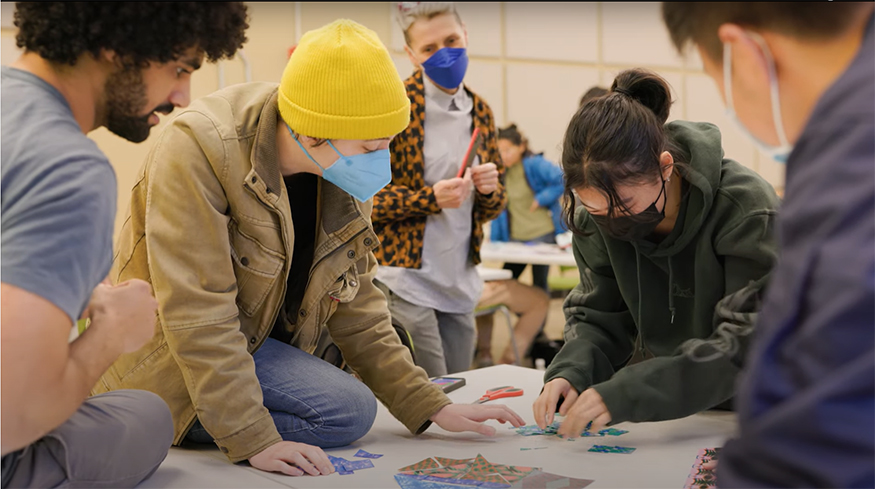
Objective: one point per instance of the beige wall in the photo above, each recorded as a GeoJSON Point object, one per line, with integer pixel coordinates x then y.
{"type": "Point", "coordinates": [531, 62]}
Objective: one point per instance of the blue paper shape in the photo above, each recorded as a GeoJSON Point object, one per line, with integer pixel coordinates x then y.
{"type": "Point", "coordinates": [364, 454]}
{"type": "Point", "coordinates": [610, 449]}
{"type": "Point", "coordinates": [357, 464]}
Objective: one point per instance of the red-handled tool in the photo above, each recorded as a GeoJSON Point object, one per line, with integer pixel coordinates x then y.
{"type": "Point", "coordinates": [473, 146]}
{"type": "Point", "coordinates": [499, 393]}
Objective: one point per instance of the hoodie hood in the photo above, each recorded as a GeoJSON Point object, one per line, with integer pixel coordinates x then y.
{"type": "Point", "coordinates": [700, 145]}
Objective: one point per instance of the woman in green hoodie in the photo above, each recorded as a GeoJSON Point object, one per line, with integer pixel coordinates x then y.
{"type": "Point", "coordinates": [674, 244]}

* * *

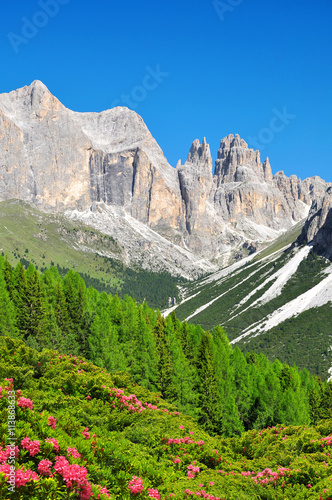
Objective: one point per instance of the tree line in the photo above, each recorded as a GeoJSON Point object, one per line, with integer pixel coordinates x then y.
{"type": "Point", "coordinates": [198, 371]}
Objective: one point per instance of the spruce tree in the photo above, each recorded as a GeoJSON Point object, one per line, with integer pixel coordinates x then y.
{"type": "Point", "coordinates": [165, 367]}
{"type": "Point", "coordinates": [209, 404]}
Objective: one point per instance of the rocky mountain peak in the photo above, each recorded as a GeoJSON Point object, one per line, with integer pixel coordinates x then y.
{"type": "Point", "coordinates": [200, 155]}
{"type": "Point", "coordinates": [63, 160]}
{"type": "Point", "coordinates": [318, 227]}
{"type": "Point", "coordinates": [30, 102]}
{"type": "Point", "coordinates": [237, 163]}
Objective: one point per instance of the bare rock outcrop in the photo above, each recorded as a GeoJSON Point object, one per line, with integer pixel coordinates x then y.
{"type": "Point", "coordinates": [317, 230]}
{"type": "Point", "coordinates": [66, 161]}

- _What is expected_: Gather each line in the records above that contains the string "tree". Case counts.

- _Problem solution_:
Objective: one point per instance of the tree line in the photo above, each recorded as a GeoJSON Point object, one per line, with integer pixel coordinates x then y.
Objective: one point per instance of the spruce tree in the photo above, each recorded as a GeoJSON Point object, one per line, with integer pixel coordinates x then y.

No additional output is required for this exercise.